> _Aim of the exercise_: Recast the whole listing below as a numbered list, one line per item, with blank lines left out.

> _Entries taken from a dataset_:
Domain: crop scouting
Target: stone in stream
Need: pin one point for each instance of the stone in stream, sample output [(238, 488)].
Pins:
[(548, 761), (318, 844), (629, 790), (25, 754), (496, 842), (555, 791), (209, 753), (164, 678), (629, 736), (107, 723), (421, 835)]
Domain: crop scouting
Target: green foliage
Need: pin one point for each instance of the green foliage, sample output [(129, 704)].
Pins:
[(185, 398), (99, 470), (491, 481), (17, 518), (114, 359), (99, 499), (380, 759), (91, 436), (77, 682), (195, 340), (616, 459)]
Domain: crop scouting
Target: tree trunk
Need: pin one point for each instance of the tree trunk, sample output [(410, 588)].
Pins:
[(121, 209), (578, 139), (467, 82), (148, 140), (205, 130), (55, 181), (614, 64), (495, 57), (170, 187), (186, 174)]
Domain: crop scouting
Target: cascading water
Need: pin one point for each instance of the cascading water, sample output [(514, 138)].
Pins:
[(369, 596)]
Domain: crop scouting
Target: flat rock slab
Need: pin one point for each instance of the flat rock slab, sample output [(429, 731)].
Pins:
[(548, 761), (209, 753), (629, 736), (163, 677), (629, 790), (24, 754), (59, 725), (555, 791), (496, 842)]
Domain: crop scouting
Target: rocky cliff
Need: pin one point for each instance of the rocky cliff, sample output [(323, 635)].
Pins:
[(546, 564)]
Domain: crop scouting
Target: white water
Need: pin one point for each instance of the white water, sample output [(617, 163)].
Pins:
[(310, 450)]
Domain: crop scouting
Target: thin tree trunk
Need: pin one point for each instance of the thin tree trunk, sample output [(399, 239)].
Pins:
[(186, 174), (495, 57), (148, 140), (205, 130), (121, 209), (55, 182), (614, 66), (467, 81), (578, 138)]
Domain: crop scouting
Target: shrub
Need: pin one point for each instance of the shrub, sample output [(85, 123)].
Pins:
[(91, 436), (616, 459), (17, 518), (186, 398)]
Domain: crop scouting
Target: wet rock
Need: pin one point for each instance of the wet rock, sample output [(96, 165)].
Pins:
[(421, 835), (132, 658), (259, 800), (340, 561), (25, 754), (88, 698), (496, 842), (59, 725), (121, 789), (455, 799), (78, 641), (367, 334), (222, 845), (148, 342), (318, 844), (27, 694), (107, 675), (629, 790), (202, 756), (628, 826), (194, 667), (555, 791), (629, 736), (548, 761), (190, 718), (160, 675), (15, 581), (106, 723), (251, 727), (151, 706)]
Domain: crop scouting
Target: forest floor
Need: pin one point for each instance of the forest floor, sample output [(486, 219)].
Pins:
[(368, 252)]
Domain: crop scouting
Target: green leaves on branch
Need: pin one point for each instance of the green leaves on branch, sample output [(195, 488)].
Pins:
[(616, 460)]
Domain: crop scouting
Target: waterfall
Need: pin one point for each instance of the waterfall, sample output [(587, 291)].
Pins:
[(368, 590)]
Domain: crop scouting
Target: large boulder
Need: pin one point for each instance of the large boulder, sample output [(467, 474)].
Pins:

> _Solved problem_:
1. Domain: crop scouting
2. Target: stone in stream
3. Need: pin one point for each instance of the stone in stream, sample output [(238, 488)].
4. Pins:
5. [(548, 761), (318, 844), (629, 790), (25, 754), (496, 842), (555, 791), (209, 753), (164, 678), (629, 736), (107, 723), (421, 835)]
6. Domain: crop scouting
7. Target: green foliage
8. Need: pin one point for each instance of the green foliage, sample output [(129, 704)].
9. Pins:
10. [(185, 398), (99, 470), (491, 481), (17, 518), (114, 359), (99, 499), (380, 759), (91, 436), (77, 682), (195, 340), (616, 459)]
11. Domain: crop scouting
12. Target: tree trunk
13. Need: pin one point for each instance of the tree trunk, sample output [(410, 588)].
14. Pins:
15. [(121, 209), (578, 139), (467, 82), (148, 140), (205, 130), (55, 181), (614, 64), (495, 57), (170, 187), (186, 174)]
16. Domain: crop scouting
17. Target: cascading water
18. Need: pin one point for each instance of the cascading water, sample output [(514, 138)].
19. Pins:
20. [(369, 596)]
21. Domain: crop scouting
22. Target: flat rock slab
23. Need: pin one point for each instance of the flat rock slab, sample output [(429, 731)].
24. Pins:
25. [(548, 761), (209, 753), (629, 736), (163, 677), (629, 790), (24, 754), (59, 725), (555, 791), (496, 842)]
26. Domain: crop scouting
27. Target: rocky cliff
28. Need: pin one point for each instance of the rocky cliff, sample output [(323, 635)].
29. Pins:
30. [(546, 564)]
31. Domain: crop scouting
32. Target: white water
33. Need: pin one point for each instance of the white water, sample output [(617, 163)].
34. Pins:
35. [(310, 450)]
36. Domain: crop scouting
37. Target: thin tree trunk
38. Need: pin one point for each instance of the thin tree trunk, sample output [(399, 239)].
39. Pins:
40. [(186, 174), (495, 57), (148, 140), (205, 130), (121, 209), (55, 182), (614, 66), (467, 81), (578, 138)]
41. Domain: crop scouting
42. Target: shrub
43. Need: pin one point for each instance of the shrub, sample output [(85, 123)].
44. Pins:
45. [(91, 436), (616, 459), (17, 518), (186, 398)]
46. Domain: crop scouting
47. Target: wet rock
48. Need: pin one point for each instance of the wet rock, sample output [(96, 165)].
49. Pins:
50. [(421, 835), (132, 658), (259, 800), (340, 561), (25, 754), (88, 698), (496, 842), (59, 725), (121, 789), (455, 799), (78, 641), (367, 334), (222, 845), (148, 342), (318, 844), (27, 694), (107, 675), (629, 790), (202, 756), (628, 826), (194, 667), (555, 791), (629, 736), (548, 761), (190, 718), (160, 675), (15, 581), (106, 723), (251, 727), (151, 706)]
51. Domain: crop scouting
52. Target: forest floor
53. Need: pin one point for each instance of the forest floor, sample output [(486, 219)].
54. Pins:
55. [(368, 252)]
56. Domain: crop scouting
57. Target: green leaves on branch
58. Need: pin one point for each instance of the green leaves on branch, sample output [(195, 488)].
59. Pins:
60. [(616, 460)]
61. Domain: crop scouting
62. Target: waterfall
63. Need: pin one point for each instance of the waterfall, sample output [(587, 291)].
64. Pins:
65. [(368, 590)]
66. Domain: crop scouting
67. Target: large boulder
68. Need: pin one point for each instance of the large boulder, sample output [(467, 474)].
69. Pins:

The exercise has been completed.